= AIM OF THE TASK =
In the article about Procter & Gamble, find the paragraph that begins "As examples of new approaches." List each company other than P&G that this paragraph names as taking part in a partnership, program, or collaboration.

BEGIN EXTRACT

EVIAN, France — Procter & Gamble could be looking for a few good beauty partners.
This story first appeared in the July 19, 2002 issue of WWD. Subscribe Today.
Speaking at the WWD Beauty CEO Summit in June, P&G chairman and chief executive officer A.G. Lafley said that currently nearly 90 percent of the company’s product innovation originates inside P&G. “We’d like a third or more of discovery and invention to come from outside — from external partnerships.” Lafley has identified beauty and health care as areas of growth within the company. Last fall, P&G snapped up Clairol for $4.95 billion, its largest acquisition ever.
Lafley said P&G is interested in pursuing collaborations that would improve the consumer shopping experience and also bring technological innovation to its products. He said the shopping experience and product usage experience are the keys to winning and retaining consumer loyalty.
As examples of new approaches in the industry, he pointed to Aura Science, a partnership between Victoria’s Secret Beauty and Shiseido, as well as a program between Sainsbury and Boots that tests beauty labs in select stores. For its part, he said P&G had teamed up with Wal-Mart and Target to design the retailers’ respective universal cosmetics fixtures.

END EXTRACT
BEGIN ENTRIES PROVIDED

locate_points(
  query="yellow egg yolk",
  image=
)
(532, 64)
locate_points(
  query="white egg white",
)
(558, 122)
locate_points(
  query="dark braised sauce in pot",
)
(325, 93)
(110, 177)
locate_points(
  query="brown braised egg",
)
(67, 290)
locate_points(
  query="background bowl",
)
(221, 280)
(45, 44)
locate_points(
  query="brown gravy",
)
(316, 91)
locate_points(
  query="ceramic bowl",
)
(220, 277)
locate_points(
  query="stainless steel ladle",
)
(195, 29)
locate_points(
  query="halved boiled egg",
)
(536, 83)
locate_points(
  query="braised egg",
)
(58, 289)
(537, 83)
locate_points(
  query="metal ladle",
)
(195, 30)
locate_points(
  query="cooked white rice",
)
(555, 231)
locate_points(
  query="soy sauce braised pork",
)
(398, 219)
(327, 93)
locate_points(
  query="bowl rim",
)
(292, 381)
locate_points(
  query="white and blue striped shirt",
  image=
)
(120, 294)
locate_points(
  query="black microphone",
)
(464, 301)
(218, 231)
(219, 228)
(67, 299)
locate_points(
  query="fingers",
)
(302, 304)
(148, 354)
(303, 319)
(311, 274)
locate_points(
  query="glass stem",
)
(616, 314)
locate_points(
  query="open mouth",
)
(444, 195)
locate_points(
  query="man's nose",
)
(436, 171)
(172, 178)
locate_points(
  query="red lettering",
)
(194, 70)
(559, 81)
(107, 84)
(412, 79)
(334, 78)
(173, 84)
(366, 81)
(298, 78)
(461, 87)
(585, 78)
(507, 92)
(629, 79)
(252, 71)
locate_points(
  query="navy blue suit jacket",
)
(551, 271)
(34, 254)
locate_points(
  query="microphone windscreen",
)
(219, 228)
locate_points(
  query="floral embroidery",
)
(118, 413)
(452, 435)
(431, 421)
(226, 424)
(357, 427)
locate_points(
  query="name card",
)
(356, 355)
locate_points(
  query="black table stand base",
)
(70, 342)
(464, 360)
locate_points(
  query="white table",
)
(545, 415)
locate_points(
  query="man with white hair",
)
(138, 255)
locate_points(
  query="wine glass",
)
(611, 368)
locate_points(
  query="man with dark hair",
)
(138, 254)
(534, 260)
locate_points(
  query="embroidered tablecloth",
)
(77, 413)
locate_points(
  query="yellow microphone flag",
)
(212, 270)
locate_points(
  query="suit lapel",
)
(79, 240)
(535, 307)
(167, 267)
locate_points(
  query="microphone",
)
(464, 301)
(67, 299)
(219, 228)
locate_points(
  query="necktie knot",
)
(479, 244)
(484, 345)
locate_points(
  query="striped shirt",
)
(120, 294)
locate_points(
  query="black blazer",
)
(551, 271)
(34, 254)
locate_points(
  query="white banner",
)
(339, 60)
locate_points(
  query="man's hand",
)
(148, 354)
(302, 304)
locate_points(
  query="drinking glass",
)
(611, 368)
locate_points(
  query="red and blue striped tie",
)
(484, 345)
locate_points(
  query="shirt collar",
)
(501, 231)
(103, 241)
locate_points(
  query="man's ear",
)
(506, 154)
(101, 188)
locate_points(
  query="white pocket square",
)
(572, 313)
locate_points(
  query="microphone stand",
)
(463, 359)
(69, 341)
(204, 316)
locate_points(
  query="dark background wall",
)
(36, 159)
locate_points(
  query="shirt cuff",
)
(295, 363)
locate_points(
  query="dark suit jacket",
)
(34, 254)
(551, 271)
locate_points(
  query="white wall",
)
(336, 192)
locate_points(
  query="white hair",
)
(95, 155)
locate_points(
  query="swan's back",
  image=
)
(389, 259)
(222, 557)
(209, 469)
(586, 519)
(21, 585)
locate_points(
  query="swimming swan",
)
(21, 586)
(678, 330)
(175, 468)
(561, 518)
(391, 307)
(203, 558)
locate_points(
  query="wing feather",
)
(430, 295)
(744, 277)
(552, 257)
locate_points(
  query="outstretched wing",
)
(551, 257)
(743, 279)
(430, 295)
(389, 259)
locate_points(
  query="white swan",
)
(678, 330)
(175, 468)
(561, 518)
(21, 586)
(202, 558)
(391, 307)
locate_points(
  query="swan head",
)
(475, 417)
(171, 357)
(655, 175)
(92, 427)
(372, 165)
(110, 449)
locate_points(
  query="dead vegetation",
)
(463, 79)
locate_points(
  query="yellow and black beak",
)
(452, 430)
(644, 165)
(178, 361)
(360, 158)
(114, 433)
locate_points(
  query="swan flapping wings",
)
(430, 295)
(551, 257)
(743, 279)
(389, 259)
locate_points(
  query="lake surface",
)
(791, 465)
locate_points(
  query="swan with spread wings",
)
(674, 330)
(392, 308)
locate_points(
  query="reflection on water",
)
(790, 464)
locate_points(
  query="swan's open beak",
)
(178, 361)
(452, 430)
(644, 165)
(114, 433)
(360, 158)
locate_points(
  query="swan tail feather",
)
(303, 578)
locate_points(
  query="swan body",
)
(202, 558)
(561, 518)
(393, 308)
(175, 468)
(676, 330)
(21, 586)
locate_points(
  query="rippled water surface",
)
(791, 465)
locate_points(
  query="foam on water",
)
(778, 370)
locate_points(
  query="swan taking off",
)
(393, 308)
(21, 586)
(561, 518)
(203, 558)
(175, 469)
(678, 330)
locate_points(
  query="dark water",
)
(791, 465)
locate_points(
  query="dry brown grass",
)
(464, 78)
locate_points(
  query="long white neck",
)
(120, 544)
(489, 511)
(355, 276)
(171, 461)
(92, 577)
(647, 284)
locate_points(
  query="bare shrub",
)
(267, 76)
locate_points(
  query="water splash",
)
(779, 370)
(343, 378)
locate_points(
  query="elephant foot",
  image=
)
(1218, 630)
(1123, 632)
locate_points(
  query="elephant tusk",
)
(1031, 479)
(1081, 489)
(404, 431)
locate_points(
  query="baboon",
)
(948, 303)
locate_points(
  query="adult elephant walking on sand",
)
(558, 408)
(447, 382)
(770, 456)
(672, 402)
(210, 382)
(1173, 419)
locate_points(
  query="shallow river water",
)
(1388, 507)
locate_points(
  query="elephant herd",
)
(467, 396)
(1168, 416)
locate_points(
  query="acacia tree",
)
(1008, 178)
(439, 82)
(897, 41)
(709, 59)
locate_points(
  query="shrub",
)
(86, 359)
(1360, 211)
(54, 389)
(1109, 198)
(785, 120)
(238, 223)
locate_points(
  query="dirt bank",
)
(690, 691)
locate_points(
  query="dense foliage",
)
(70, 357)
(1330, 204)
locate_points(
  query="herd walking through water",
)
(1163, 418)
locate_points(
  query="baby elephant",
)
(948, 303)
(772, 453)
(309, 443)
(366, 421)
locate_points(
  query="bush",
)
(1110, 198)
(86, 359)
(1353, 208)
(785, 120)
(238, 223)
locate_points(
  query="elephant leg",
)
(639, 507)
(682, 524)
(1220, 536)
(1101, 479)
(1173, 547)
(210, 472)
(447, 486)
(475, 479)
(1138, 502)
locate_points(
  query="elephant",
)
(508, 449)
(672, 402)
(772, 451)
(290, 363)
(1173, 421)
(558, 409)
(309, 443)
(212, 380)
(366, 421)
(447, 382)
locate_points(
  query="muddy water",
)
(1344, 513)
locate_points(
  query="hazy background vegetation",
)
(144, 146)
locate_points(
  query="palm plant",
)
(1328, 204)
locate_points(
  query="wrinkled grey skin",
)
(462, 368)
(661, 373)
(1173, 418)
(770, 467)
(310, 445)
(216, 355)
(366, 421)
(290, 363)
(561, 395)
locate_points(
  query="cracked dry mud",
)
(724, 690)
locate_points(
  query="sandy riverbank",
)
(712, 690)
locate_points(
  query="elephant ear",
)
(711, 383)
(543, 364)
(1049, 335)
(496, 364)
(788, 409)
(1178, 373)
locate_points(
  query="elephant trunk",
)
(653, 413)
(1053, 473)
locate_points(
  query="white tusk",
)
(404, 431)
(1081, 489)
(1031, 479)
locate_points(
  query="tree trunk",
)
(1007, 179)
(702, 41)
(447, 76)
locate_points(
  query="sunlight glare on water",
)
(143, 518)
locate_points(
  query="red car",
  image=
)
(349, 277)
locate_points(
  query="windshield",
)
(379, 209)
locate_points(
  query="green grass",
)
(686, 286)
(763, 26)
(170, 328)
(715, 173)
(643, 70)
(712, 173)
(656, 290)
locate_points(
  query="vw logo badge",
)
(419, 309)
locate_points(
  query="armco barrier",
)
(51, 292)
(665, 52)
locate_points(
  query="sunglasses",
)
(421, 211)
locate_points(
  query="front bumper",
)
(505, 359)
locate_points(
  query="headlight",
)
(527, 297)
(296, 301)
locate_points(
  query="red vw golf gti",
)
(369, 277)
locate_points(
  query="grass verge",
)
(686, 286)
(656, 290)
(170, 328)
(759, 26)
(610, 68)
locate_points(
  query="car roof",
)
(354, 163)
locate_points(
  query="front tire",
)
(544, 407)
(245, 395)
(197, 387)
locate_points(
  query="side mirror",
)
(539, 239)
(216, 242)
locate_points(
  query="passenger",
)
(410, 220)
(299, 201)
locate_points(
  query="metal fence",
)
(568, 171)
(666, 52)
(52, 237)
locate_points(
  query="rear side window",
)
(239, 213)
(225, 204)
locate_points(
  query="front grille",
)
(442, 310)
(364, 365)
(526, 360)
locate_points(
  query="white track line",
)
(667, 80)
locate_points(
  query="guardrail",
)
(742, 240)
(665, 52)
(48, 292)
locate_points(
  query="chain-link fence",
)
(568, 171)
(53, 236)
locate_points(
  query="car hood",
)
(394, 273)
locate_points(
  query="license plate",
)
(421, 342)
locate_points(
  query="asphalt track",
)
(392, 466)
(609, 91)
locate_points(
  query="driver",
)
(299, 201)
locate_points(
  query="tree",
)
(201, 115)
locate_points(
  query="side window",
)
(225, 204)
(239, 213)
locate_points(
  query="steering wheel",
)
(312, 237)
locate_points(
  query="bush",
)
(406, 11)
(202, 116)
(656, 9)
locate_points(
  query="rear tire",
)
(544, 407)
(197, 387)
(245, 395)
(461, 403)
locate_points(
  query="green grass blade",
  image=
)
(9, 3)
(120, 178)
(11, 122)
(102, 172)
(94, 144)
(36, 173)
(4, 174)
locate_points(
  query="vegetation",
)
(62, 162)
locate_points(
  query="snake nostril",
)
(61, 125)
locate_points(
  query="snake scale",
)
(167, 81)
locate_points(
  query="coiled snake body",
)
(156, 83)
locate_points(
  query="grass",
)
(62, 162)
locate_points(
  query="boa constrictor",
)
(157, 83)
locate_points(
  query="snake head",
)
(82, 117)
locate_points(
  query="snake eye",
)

END ENTRIES PROVIDED

= RESPONSE BELOW =
- Victoria's Secret Beauty
- Shiseido
- Sainsbury
- Boots
- Wal-Mart
- Target